As can be easily verified by comparing the load prices of my holdings against their current market prices, the portfolio as a whole is making a loss, albeit a modest one, and partly offset by the rise of the dollar against the euro. This does not frighten me, as I consider myself a dividend investor looking at the long term, only marginally interested in additional possible capital gains at times when my stocks reach new highs and I decide to lighten their positions, as I have been doing for years now. But that's another story and I'll reevaluate over time, if the right conditions are met.

Discounts/Premiums of my CEFs

Before increasing already open positions, I always take a look at the relationship between the market price of the securities I am interested in and their NAV. The table below shows discounts and premiums for each CEF in my portfolio, with results that, in some cases, appear puzzling. As can be seen, the four fixed-income funds (GOF, PCN, PDI, and PTY) currently price at a premium to NAV that reaches and even exceeds double digits, peaking at 33+ percent for GOF. As far as I know, fixed debt and inflation are not friends, but evidently the market is chasing the yields of these funds, and this fact is driving up their premiums.

EXERCISE REQUIREMENTS:
(1) Rewrite the portfolio text from "Before increasing already" up to and including "up their premiums.", switching "puzzling" for "surprising".
(2) Resume the piece about the dividend portfolio and its CEF discounts and premiums, picking up after its last sentence.

EXTRACTED DATA:
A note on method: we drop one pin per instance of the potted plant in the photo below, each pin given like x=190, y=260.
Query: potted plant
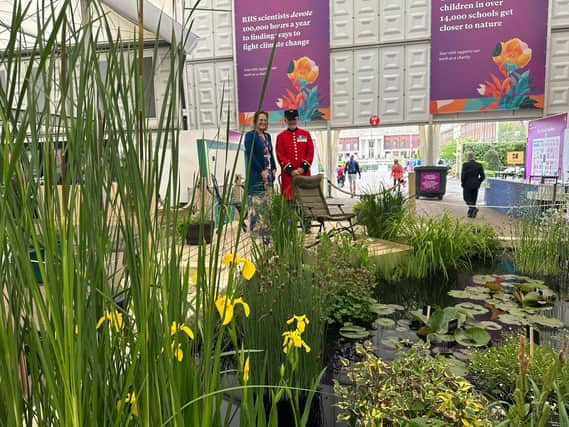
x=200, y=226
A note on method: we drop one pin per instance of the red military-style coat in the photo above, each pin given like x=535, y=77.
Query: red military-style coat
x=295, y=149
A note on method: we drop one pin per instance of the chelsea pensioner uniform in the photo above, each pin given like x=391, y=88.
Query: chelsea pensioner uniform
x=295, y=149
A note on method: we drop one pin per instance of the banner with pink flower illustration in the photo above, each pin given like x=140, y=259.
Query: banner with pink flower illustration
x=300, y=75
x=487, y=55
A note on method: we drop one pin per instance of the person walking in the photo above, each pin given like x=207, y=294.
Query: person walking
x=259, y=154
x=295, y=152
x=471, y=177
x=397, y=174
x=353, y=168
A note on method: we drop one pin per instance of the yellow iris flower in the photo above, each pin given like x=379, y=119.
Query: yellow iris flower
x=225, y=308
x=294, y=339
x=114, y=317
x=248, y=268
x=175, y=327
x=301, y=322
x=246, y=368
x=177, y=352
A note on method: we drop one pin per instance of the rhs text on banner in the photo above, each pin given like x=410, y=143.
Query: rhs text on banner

RESPONSES FOR EACH TASK:
(1)
Before increasing already open positions, I always take a look at the relationship between the market price of the securities I am interested in and their NAV. The table below shows discounts and premiums for each CEF in my portfolio, with results that, in some cases, appear surprising. As can be seen, the four fixed-income funds (GOF, PCN, PDI, and PTY) currently price at a premium to NAV that reaches and even exceeds double digits, peaking at 33+ percent for GOF. As far as I know, fixed debt and inflation are not friends, but evidently the market is chasing the yields of these funds, and this fact is driving up their premiums.

(2)
I take this opportunity to point out that all four of these funds were purchased by me at discount in the spring of 2020, and their positions have never been increased since. Let's say that on fixed debt I keep the engine idle and now I'm focusing more on equity funds, in the prospect of a future rise in the market (for the possible capital gains I mentioned above.)

As for the other CEFs, apart from CCD which has a double-digit premium, six quote at a discount while seven have a premium slightly above par. Here is a list of all 18 CEFs in my overall portfolio, showing their respective discounts or premiums (data as of Mar. 01, 2023):

Morningstar

These 18 CEFs are also joined by the two BDCs, of which CCAP quotes at a steep discount to NAV while ARCC shows a premium of more than 5 percent (updated data as of 12/31/2022), as can be seen in the table below:

CEFData

ORCC, a New Entry

Lately, I have been entertaining the idea of adding another BDC to the Masaccio portfolio, namely ORCC, a specialty finance company focused on the top of the capital structure (71% First Lien Senior Secured, 14% Second Lien Senior Secured), whose debt investments are 98% floating rate.

The performance of the stock is negative compared to launch, as can be seen from the chart below, with a sudden collapse in early 2020 (the start of the pandemic), a slow and gradual recovery until the outbreak of the war in Ukraine, but a comforting hold in the last year, although amid numerous ups and downs.

ORCC is a stock launched in 2018, capitalizing over $5 billion, trading at a 9.34 percent discount to NAV (updated data as of 12/31/2022), and offering a yield at the current price of around 9.5 percent on a quarterly basis.

For now, I have only put a little toe in this pond because, as always, I like to assess the performance of my holdings "from the inside": I will see over time whether and how much to increase my position.

ORCC Price (YCharts)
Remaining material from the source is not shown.